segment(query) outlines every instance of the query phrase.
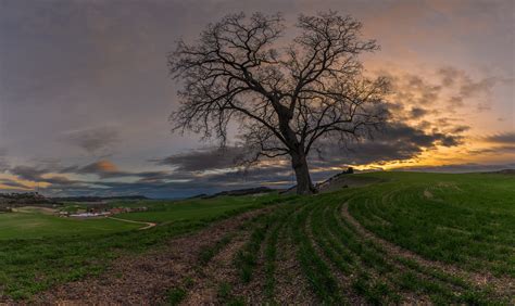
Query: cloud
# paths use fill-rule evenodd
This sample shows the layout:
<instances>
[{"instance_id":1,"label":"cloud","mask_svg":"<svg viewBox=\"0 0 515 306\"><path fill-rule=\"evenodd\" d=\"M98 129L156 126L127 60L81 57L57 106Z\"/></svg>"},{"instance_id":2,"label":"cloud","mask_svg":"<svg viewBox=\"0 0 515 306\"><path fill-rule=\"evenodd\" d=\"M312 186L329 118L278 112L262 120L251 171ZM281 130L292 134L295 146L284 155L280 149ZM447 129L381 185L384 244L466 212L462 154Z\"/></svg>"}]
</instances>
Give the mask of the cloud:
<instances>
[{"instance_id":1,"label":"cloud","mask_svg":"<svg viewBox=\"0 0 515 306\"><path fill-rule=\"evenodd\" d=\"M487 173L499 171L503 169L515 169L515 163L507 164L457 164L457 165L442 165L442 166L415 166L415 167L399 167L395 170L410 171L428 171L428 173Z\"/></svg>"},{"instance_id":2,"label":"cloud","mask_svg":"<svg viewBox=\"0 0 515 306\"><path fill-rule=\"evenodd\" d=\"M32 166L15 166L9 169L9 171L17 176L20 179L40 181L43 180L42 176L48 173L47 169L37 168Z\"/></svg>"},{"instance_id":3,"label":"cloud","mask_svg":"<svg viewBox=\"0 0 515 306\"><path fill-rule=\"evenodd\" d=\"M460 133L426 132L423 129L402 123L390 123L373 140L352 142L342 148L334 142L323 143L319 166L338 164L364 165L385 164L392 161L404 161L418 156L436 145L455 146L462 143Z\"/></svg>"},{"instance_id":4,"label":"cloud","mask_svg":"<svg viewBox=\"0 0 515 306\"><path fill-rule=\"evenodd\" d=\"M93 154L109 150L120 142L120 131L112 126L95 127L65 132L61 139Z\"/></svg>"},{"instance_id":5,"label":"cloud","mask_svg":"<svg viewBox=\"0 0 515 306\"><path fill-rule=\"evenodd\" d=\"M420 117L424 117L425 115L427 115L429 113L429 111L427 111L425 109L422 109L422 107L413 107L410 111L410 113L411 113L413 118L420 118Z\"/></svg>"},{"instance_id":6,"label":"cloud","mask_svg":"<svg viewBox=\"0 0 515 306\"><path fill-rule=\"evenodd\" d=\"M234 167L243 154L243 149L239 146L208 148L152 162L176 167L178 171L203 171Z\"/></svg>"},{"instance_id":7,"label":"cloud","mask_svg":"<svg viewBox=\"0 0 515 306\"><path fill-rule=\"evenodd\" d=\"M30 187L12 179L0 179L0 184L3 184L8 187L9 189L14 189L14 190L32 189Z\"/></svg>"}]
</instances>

★ ★ ★

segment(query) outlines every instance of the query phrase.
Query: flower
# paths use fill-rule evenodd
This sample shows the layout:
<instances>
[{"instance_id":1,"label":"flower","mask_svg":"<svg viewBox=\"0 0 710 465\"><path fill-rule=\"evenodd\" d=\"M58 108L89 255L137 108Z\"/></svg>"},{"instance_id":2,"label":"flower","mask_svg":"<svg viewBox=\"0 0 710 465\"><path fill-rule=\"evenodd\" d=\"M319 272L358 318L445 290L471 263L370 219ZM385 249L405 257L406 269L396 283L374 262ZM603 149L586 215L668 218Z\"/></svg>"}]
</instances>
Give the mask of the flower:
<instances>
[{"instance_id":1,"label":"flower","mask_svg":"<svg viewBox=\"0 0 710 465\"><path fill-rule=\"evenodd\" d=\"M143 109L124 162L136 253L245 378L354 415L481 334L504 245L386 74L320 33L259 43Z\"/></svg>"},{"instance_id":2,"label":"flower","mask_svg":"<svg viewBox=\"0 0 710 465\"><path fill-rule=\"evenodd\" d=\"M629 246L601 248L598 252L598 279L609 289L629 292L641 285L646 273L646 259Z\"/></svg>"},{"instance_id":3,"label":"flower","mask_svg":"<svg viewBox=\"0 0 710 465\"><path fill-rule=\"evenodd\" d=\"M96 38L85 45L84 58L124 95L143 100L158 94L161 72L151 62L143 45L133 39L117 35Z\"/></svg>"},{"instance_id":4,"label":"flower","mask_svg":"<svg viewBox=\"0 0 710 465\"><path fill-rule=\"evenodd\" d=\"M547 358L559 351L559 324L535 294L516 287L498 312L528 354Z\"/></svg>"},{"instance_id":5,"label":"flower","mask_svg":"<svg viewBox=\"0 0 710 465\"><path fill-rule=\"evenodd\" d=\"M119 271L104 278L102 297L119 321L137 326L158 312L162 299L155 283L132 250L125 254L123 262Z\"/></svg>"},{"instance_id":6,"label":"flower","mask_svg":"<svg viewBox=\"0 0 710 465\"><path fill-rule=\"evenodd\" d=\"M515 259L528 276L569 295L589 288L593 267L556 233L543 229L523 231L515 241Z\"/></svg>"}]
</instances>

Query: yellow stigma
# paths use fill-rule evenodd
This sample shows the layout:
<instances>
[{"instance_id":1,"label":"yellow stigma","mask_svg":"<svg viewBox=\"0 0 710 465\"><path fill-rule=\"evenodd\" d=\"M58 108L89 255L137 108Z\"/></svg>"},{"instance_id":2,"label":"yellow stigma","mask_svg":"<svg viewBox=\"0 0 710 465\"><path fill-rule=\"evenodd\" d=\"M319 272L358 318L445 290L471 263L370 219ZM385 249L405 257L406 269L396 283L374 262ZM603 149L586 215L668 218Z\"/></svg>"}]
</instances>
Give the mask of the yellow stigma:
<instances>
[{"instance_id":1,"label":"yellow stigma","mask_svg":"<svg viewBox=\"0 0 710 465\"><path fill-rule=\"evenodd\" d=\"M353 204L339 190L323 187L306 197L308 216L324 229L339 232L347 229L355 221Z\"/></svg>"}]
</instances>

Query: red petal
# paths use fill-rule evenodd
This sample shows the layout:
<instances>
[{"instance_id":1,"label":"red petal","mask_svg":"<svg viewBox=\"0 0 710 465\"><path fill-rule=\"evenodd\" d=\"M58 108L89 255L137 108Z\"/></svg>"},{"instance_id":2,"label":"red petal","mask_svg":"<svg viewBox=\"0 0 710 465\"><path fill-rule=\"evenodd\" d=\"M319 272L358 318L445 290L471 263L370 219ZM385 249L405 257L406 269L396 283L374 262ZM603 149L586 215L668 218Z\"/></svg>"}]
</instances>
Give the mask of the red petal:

★ ★ ★

**Instruction**
Repeat, without any change, the stretch of the listing above from the line containing "Query: yellow stigma" through the line containing "Give the mask of the red", including both of those lines.

**Full output**
Query: yellow stigma
# paths use fill-rule evenodd
This sample shows the layout:
<instances>
[{"instance_id":1,"label":"yellow stigma","mask_svg":"<svg viewBox=\"0 0 710 465\"><path fill-rule=\"evenodd\" d=\"M58 108L89 255L137 108Z\"/></svg>"},{"instance_id":2,"label":"yellow stigma","mask_svg":"<svg viewBox=\"0 0 710 465\"><path fill-rule=\"evenodd\" d=\"M319 272L358 318L445 290L471 263L370 219ZM385 249L405 257L406 269L396 283L374 262ZM603 149L586 215L668 218Z\"/></svg>"}]
</instances>
Give the mask of the yellow stigma:
<instances>
[{"instance_id":1,"label":"yellow stigma","mask_svg":"<svg viewBox=\"0 0 710 465\"><path fill-rule=\"evenodd\" d=\"M353 204L339 190L323 187L306 197L308 216L324 229L339 232L347 229L355 221Z\"/></svg>"}]
</instances>

Query: red petal
# paths use fill-rule evenodd
This sample shows the layout:
<instances>
[{"instance_id":1,"label":"red petal","mask_svg":"<svg viewBox=\"0 0 710 465\"><path fill-rule=\"evenodd\" d=\"M58 108L89 255L137 108Z\"/></svg>"},{"instance_id":2,"label":"red petal","mask_svg":"<svg viewBox=\"0 0 710 465\"><path fill-rule=\"evenodd\" d=\"M319 272L358 318L445 290L471 263L370 219ZM385 249L405 257L406 269L396 283L374 262ZM603 149L586 215L668 218Z\"/></svg>"}]
</instances>
Give the mask of the red petal:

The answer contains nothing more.